▸ PROBLEM DESCRIPTION: Lines from the one containing "Find the road" through the end of the entries below: set them down exactly, both ends included, with nothing added.
* * * * *
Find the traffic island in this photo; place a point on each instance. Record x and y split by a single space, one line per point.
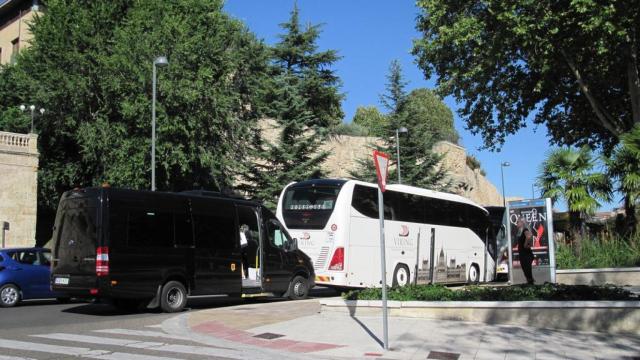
613 317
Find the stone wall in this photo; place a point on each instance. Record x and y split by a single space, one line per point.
19 187
345 150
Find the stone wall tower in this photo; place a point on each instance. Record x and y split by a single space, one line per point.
19 187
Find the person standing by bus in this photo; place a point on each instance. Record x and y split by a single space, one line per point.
525 241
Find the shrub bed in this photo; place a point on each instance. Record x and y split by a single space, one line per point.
547 292
594 253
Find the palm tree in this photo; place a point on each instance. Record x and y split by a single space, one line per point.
569 174
624 166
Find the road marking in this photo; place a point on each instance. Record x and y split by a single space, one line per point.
155 346
100 340
55 349
143 333
2 357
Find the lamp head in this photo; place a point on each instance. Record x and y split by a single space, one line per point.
161 61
* * * * *
▸ EXERCISE RESULT:
Find the road marking in this photo; place a point on each instance. Record x and y split by a single space, one line per point.
155 346
100 340
55 349
143 333
2 357
Find the lamp head in this photo; place a point on each instance. Record x and y split by a single space, one line per point.
161 61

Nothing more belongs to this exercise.